▸ **WHAT YOU SHOULD DO**: Could you reproduce everything in the records from the line containing "brick, outputting a bounding box per occurrence." down to the line containing "[456,259,467,273]", with both of those lines included and every character unchanged?

▸ **PROVIDED DATA**:
** start **
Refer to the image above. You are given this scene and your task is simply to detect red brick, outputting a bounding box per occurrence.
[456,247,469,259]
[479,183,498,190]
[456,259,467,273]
** end **
** start **
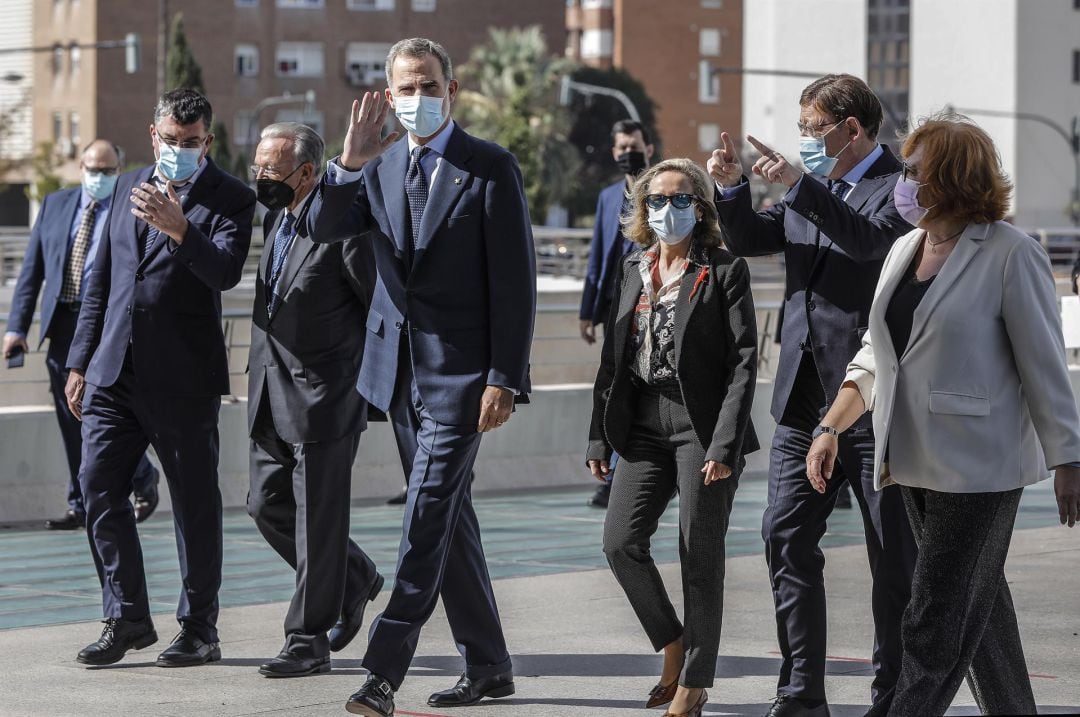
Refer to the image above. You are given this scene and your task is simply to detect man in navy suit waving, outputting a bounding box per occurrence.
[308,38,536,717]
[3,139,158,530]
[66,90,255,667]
** end **
▸ **THE SOLUTION**:
Refer to the image above. You are given this scene and your task is simply to detect red brick, outputting a bounding box per occurrence.
[456,247,469,259]
[479,183,498,190]
[456,259,467,273]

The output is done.